__Aim__: Please find each line in the data below that contains the string "returned" and copy it out. Case counts.

※ ※ ※

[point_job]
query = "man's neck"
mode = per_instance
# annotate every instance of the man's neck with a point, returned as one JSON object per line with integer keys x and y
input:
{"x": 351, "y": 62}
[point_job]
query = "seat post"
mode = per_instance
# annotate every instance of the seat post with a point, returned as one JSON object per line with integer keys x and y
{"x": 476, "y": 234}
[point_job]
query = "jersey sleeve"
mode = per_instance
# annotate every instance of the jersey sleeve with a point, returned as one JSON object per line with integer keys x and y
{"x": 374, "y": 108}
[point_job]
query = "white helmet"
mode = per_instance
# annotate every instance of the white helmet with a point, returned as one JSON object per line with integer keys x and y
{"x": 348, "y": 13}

※ ※ ※

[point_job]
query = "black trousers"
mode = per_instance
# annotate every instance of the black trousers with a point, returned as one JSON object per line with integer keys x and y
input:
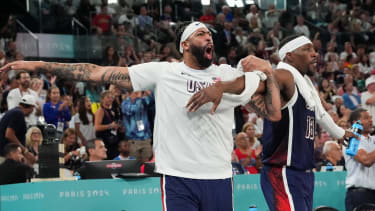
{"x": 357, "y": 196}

※ ※ ※

__Written answer__:
# annotate every instance of the man's neck with a point, returned as one JSON object per line with integer keys x and y
# annotate every instance of the seat post with a point, returned as one JSON object per line with integer keys x and y
# annotate every instance of the jersey sleeve with a point, returned as one JSON object per line with integer keys x and y
# annotate every instance of the white helmet with a point, returned as one JSON object per line with integer keys x and y
# annotate every instance of the black trousers with a point, returned as one JSON object per line with integer keys x and y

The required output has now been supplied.